__To do__. Below are some records; reproduce every one of them exactly.

── Records shown ──

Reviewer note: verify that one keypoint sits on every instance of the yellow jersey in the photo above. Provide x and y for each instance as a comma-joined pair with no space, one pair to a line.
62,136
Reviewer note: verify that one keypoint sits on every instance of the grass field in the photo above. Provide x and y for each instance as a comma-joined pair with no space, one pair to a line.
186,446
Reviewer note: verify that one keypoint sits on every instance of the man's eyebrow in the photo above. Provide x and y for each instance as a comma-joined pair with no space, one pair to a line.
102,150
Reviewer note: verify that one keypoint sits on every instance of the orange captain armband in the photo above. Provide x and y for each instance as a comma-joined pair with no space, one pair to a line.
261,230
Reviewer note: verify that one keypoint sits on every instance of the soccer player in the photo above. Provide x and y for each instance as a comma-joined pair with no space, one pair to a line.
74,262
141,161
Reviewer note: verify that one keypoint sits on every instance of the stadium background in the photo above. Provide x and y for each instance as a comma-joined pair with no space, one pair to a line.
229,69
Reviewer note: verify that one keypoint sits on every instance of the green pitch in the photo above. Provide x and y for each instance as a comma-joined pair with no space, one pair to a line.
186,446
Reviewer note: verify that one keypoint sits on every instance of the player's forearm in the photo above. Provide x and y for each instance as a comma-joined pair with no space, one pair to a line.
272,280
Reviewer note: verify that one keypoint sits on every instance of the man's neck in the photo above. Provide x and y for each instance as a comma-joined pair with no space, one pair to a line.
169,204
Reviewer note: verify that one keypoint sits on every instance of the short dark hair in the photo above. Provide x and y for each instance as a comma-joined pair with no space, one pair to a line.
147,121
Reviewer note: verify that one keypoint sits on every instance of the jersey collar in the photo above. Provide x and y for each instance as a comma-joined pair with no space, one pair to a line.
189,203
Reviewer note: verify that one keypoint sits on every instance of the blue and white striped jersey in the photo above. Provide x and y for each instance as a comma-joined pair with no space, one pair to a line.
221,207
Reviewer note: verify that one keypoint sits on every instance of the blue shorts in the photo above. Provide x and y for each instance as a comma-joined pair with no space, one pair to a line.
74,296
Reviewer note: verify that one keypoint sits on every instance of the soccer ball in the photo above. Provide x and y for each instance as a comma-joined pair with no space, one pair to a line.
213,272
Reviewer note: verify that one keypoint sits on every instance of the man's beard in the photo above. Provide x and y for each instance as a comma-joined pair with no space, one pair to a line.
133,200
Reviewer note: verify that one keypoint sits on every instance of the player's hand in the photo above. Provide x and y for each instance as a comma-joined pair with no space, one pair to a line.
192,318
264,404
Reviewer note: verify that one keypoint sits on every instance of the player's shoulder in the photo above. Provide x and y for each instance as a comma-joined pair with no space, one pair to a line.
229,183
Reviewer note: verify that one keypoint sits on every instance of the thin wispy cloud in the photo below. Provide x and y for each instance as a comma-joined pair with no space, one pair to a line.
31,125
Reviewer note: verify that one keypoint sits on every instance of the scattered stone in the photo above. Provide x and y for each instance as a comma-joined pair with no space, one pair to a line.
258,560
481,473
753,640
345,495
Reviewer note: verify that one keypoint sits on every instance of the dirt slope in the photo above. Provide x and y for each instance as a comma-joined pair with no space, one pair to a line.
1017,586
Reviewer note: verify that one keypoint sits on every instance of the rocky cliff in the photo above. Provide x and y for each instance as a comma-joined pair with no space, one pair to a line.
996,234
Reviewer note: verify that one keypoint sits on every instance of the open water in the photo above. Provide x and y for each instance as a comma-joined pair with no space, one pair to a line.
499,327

───

__Solution for this problem__.
Reviewer note: verify that one keypoint sits on every instance of the yellow jersey in the photo above. Provide x and y for each instance as a comma-joined pair with no space, one pair to a line.
62,136
Reviewer note: verify that one keypoint sits on every instance of the grass field in the photo above. Provide x and y for each instance as a comma-joined pair with no space, one pair to a line.
186,446
Reviewer note: verify that one keypoint sits on every instance of the man's eyebrow in the photo above. Provide x and y for each instance as a comma-joined pair with no space, one pair to a line.
102,150
Reviewer note: verify that one keypoint sits on every instance of the orange captain armband in the photo above. Provide x and y for each instance as a comma-joined pair with no space, one pair to a line.
261,230
Reviewer note: verify that one keypoint sits on every instance of the soccer player in the photo above. Provide x and y for each instance as a comma-joined pair with no space, one pair to a line.
74,262
141,161
Reviewer note: verify that one keypoint sits on every instance of the stadium background in the photo above. Provide x and y for each instance as a comma-joined pair with no space, one pair to a line.
229,69
Reviewer note: verify that one keypoint sits on every instance of the green pitch in the photo above. Provide x and y for each instance as a comma-joined pair with no space, one pair to a line.
186,446
Reviewer note: verify that one keypoint sits on every instance of the player's forearm in the photo above. Provide x and y for each instance as a comma-joined pair with no space, one pair to a line.
272,280
Reviewer note: verify that one keypoint sits on every instance of the man's neck in the photo above. Provide x and y for each instance as a comma-joined pair with no space, one pair to a line.
169,204
Reviewer note: verify that one keypoint sits on every instance of the short dark hair in the photo above. Provide x and y for each instance as a comma-joined pair with no space, one pair to a line.
147,121
Reviewer note: verify that one keypoint sits on every instance of the jersey collar in the photo above. Provide x and y for each instance as a comma-joined pair with no space, one pair to a line.
189,203
Reviewer note: verify that one keypoint sits on every instance of the blue and white striped jersey in the photo above. Provide x and y for each instance as a comma-joined pair with no space, one pair to a line.
221,207
Reviewer note: verify that one keypoint sits on every instance of the blue shorts in the photo above. Provide x and y for each instance as a comma-joined pair with no space, one pair to a line.
74,296
Reviewer note: verify that one keypoint sits on every instance of the soccer ball in the photo above. Provide x and y for each instance as a comma-joined pair with no space, one pair to a line.
213,272
Reviewer note: verify that one keypoint sits on every instance of the man's beard in the photo above. Provide x and y for each instance as a comma-joined pair with no space, one pair to a line.
133,200
Reviewer note: verify that one keypoint sits on every instance of the player's hand in the photo above. Provide x and y for each instance as a comma-joined pair with no space, one pair to a line.
192,318
264,404
Reviewer note: verify that one keypoint sits on every instance of the player's shoulder in the photo above. Provide x and y for each instance as a comma-joined pair with no space, one pair to a line.
229,183
Reviewer note: verify that one keypoint sits on every instance of the thin wispy cloud in the photo below. Provide x and y for each instance as a comma-joined pair with no space, one pair to a line.
31,125
Reviewer note: verify that one keypoint sits on every instance of the scattered stone in the photo above. Provide x and y for each instance as a comma-joined pair with no space, one pair to a line.
258,560
481,473
753,640
345,495
Reviewer note: verify that one keypoint sits on every instance of the dirt slope in the photo above. Provide x and y for each instance as a comma-joined pair with no space, one pair to a line.
1017,586
Reviewer note: verify that one keypoint sits on every instance of the rocky cliff in the photo above. Provide x and y for each instance as a comma-joined pair with no space, one pair to a line.
996,234
Reviewer note: verify that one keypoint sits on every instance of the open water in the photo above. Provide x and y for each instance as a comma-joined pair with no space, one pair to a line.
499,327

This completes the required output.